◆ EXTRACT TO READ
=-=-=-=-=
I for sure don’t think I have a level of expertise that no one could have, but I think I have a level of context of, I’ve just worked with so many trans people for such a long time that I think I have consolidated data in a way that most people have not. And I think that’s what I can bring to this. And I also think I’m a person who’s very good at sort of taking the pieces and finding the big picture.

So I think that the best part of what I am bringing to this is my own life experience and then my clinical experience. I’ve worked with people who’ve had similar questions to me, and I’ve worked with people who’ve had bigger questions than me or longer term questions since then.

What is something that has surprised you the most?

Alo: I absolutely knew I was not writing this book for fame or fortune. It’s first of all very niche. It is absolutely never gonna be a book that’s sold in an airport bookstore. It’s not mainstream. But I think there was sort of this belief of like the better your book is the more successful it will be. There’s so many factors that are out of your control that I think I had to do everything I could to make it the best product that it could be.And also it will be an acceptance that I still am not in control of how well this book sells. Like there’s so many factors, there’s so many things, the world is so large that I write it and I put everything that I can into it. And then, you know, it’s sort of out of my hands.

And I think in lots of ways, I think this has been true in my like transition experience as well. Some of the things a lot of people I thought were going to come through for me, disappointed me and let me down, some of the people that I absolutely never expected to come through for me were like huge advocates for me. I think the same has been true with the book where like the people that I thought would be the huge supporters haven’t always been. And the people that I was like, oh, I thought we were like, acquaintances have been such helpful advocates and people who are just like, oh, I talk about your book all the time.

So I think it’s just like being open to that experience and not holding on to it like this experience has to be how I imagine it and what I think it will be in my own mind because you will be very surprised. 

If your younger self could see you now, what would they think?
=-=-=-=-=
Natural-language object grounding data:

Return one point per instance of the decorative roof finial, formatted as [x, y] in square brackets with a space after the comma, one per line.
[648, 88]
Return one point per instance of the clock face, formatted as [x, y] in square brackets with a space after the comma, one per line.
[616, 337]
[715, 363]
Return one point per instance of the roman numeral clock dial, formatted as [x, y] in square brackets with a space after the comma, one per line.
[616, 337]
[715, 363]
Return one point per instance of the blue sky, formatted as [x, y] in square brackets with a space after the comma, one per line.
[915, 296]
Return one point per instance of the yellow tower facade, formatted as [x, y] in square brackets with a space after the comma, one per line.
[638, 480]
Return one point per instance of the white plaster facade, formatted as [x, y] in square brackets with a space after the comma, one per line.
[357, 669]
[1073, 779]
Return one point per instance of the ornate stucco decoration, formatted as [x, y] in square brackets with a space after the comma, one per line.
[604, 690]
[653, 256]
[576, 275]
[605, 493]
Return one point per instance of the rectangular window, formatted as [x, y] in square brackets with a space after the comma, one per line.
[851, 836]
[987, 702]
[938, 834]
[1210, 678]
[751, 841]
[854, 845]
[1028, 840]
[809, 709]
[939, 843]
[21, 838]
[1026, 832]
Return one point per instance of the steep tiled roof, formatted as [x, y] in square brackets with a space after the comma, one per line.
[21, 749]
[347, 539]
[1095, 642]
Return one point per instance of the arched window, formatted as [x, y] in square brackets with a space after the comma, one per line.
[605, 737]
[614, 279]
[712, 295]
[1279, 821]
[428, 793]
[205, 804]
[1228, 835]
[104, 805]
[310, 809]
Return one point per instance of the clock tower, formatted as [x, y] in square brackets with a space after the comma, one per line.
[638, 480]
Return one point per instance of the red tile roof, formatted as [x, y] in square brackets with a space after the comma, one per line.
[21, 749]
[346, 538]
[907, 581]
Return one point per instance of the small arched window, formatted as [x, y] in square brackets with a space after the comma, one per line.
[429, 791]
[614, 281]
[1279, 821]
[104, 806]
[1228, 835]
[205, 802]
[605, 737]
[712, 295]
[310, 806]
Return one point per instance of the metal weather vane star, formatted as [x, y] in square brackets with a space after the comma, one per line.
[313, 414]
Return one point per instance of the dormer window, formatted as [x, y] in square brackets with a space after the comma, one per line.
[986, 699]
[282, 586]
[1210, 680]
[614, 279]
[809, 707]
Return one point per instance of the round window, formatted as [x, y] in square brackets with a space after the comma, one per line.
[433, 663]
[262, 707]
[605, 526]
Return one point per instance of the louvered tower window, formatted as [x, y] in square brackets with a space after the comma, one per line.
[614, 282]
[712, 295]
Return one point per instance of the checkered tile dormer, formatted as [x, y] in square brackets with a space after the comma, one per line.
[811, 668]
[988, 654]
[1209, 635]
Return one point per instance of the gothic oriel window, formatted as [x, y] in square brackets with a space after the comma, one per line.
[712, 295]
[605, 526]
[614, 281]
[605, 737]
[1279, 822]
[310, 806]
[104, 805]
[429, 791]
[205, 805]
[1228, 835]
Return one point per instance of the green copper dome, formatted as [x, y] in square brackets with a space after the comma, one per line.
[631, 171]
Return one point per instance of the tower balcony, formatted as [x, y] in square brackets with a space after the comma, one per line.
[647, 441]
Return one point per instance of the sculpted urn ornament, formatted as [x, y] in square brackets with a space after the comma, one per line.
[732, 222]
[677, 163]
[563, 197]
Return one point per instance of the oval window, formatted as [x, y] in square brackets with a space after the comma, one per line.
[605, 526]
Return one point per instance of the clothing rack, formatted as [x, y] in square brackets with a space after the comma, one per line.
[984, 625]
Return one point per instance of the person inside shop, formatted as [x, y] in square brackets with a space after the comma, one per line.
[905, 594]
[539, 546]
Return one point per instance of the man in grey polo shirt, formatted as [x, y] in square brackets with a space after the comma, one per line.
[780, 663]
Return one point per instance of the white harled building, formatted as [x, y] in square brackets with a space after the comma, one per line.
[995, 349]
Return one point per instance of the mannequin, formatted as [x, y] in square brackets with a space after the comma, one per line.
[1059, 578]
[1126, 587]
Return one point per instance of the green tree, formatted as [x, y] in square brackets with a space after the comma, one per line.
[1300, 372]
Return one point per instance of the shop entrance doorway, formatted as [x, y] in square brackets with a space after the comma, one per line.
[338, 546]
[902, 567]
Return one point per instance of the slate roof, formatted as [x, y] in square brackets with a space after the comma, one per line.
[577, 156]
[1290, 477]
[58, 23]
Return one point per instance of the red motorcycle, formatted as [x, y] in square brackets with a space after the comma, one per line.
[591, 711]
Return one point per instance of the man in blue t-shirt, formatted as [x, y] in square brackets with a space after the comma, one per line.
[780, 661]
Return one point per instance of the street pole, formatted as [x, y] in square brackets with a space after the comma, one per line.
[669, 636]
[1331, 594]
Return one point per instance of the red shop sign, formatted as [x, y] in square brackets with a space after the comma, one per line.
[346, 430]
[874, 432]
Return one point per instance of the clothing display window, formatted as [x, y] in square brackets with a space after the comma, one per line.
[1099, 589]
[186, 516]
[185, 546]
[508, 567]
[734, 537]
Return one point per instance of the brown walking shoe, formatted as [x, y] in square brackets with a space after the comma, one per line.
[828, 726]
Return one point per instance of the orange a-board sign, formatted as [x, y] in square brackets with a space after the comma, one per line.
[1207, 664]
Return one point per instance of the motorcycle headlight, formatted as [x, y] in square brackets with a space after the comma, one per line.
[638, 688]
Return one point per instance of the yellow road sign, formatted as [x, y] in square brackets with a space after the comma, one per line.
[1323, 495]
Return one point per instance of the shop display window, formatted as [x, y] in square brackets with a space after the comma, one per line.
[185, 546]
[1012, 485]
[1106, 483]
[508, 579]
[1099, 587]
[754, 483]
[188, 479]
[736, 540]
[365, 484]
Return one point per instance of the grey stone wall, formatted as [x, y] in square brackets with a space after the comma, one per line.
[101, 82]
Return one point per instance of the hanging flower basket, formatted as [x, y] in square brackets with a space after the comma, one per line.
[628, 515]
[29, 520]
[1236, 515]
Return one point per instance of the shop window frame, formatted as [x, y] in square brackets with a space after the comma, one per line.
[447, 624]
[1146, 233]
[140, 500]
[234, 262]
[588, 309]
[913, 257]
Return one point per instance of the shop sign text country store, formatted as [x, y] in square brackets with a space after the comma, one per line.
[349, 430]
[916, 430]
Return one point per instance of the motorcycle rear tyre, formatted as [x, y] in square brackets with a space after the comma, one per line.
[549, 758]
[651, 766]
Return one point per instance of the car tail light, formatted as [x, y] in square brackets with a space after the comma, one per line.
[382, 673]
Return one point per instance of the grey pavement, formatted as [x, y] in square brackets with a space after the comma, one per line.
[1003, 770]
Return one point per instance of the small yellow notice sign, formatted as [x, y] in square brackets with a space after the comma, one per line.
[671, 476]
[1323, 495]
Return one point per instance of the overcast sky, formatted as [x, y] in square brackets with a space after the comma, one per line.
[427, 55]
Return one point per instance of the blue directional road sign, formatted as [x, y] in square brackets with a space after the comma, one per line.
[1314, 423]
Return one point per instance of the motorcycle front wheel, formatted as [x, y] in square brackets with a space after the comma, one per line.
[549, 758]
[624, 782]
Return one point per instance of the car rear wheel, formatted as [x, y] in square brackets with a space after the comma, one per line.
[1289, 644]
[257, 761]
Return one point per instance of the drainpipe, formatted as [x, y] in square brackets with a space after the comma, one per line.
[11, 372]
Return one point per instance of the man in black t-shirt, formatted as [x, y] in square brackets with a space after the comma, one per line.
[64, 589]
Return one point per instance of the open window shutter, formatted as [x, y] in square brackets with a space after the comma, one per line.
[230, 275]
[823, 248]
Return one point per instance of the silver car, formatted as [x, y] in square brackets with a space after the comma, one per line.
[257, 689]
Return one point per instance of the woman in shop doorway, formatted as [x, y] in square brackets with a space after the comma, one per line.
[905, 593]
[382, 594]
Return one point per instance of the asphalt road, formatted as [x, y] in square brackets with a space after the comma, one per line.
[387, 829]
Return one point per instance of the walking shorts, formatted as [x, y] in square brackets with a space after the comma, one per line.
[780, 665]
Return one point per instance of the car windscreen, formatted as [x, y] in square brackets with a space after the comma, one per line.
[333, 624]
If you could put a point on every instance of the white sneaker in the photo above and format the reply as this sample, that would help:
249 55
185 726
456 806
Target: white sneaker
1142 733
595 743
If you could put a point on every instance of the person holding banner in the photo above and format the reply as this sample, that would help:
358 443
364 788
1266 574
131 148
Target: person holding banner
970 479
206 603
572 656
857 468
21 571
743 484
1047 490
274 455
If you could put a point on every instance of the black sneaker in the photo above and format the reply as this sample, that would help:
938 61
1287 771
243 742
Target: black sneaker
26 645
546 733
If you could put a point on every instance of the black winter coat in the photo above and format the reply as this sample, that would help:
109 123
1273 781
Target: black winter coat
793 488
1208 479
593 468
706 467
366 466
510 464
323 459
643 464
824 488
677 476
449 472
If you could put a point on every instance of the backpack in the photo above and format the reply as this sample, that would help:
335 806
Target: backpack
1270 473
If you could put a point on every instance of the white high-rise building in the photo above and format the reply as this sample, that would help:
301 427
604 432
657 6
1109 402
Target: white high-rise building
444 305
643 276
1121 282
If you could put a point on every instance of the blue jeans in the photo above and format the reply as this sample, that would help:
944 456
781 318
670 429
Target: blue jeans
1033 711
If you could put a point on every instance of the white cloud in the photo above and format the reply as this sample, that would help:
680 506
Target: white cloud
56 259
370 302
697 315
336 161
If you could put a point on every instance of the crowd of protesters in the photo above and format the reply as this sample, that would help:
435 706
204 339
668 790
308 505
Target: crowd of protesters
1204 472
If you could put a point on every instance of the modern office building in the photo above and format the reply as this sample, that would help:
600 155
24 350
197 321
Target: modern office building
=-=-=-=-=
◆ EXERCISE INSTRUCTIONS
Copy out the full interview excerpt above word for word.

◆ COMPLETED TASK
I for sure don’t think I have a level of expertise that no one could have, but I think I have a level of context of, I’ve just worked with so many trans people for such a long time that I think I have consolidated data in a way that most people have not. And I think that’s what I can bring to this. And I also think I’m a person who’s very good at sort of taking the pieces and finding the big picture.

So I think that the best part of what I am bringing to this is my own life experience and then my clinical experience. I’ve worked with people who’ve had similar questions to me, and I’ve worked with people who’ve had bigger questions than me or longer term questions since then.

What is something that has surprised you the most?

Alo: I absolutely knew I was not writing this book for fame or fortune. It’s first of all very niche. It is absolutely never gonna be a book that’s sold in an airport bookstore. It’s not mainstream. But I think there was sort of this belief of like the better your book is the more successful it will be. There’s so many factors that are out of your control that I think I had to do everything I could to make it the best product that it could be.And also it will be an acceptance that I still am not in control of how well this book sells. Like there’s so many factors, there’s so many things, the world is so large that I write it and I put everything that I can into it. And then, you know, it’s sort of out of my hands.

And I think in lots of ways, I think this has been true in my like transition experience as well. Some of the things a lot of people I thought were going to come through for me, disappointed me and let me down, some of the people that I absolutely never expected to come through for me were like huge advocates for me. I think the same has been true with the book where like the people that I thought would be the huge supporters haven’t always been. And the people that I was like, oh, I thought we were like, acquaintances have been such helpful advocates and people who are just like, oh, I talk about your book all the time.

So I think it’s just like being open to that experience and not holding on to it like this experience has to be how I imagine it and what I think it will be in my own mind because you will be very surprised. 

If your younger self could see you now, what would they think?